提取文本
:::

行转列（根据枚举）

1777. 每家商店的产品价格

select
    product_id,
    sum(if(store='store1',price,null)) store1,
    sum(if(store='store2',price,null)) store2,
    sum(if(store='store3',price,null)) store3
from
    Products
group by
    1

1811. 寻找面试候选人

# Write your MySQL query statement below

#  所有面试候选人 的姓名 name 和邮件 mail
# 1. 该用户在 连续三场及更多 比赛中赢得 任意 奖牌
# 2. 该用户在 三场及更多不同的 比赛中赢得 金牌（这些比赛可以不是连续的）
# 3. 所有连续的比赛都有连续的ID，没有ID被跳过

with a as(
select
    * from
(select contest_id, gold_medal model from Contests
    union 
select contest_id, silver_medal model from Contests
    union
select contest_id, bronze_medal model from Contests) temp
    order by contest_id)

select name, mail from
(select distinct a1.model id from a a1 left join a a2 on a1.contest_id = a2.contest_id - 1 left join a a3 on
    a2.contest_id = a3.contest_id - 1
    where a1.model = a2.model and a2.model = a3.model
union
select gold_medal from
(select gold_medal, count(gold_medal) ct from Contests
    group by gold_medal 
    having ct >= 3) temp1) temp2 left join Users on
    temp2.id = user_id 

LintCode 每个时间段的订单量

select 
    customer_id,
    sum(if(datediff("2023-04-03",order_date)<=30,1,0)) as orders_30d,
    sum(if(datediff("2023-04-03",order_date)<=30,amount,0)) as amount_30,
    sum(if(datediff("2023-04-03",order_date)<=60,1,0)) as orders_60d,
    sum(if(datediff("2023-04-03",order_date)<=60,amount,0)) as amount_60,
    sum(if(datediff("2023-04-03",order_date)<=90,1,0)) as orders_90d,
    sum(if(datediff("2023-04-03",order_date)<=90,amount,0)) as amount_90
from orders
group by customer_id

:::

任务 1
请数一数条目中含有字符串“trace”的行有多少，只给出这个数字。

:::

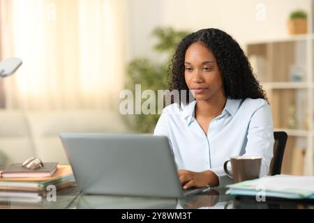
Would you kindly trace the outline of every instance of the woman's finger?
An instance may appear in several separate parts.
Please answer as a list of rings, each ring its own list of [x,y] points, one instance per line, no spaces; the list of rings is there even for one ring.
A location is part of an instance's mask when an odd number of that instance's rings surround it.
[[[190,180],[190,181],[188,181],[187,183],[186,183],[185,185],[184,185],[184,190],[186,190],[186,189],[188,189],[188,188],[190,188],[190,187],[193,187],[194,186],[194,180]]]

:::

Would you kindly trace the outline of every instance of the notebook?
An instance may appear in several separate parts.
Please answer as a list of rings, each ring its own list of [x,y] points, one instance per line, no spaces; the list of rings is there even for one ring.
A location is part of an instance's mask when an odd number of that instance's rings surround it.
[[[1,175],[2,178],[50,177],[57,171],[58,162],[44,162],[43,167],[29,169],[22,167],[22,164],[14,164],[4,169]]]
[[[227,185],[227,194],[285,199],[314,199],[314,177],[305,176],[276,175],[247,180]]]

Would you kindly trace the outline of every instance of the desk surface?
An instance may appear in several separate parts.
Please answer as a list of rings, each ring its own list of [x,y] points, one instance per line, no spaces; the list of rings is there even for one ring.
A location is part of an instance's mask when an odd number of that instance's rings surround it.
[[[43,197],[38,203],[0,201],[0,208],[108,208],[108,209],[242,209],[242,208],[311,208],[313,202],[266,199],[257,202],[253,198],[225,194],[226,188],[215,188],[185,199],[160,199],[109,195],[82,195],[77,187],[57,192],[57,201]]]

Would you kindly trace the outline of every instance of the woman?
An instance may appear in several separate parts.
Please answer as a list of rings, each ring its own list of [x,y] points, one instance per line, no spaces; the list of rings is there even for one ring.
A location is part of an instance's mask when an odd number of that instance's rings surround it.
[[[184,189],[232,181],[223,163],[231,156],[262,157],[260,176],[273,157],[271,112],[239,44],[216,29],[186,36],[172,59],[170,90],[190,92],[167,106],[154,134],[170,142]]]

:::

任务 2
提取文本中编号为 1811 的题目名称是什么？

答案 1
4

答案 2
寻找面试候选人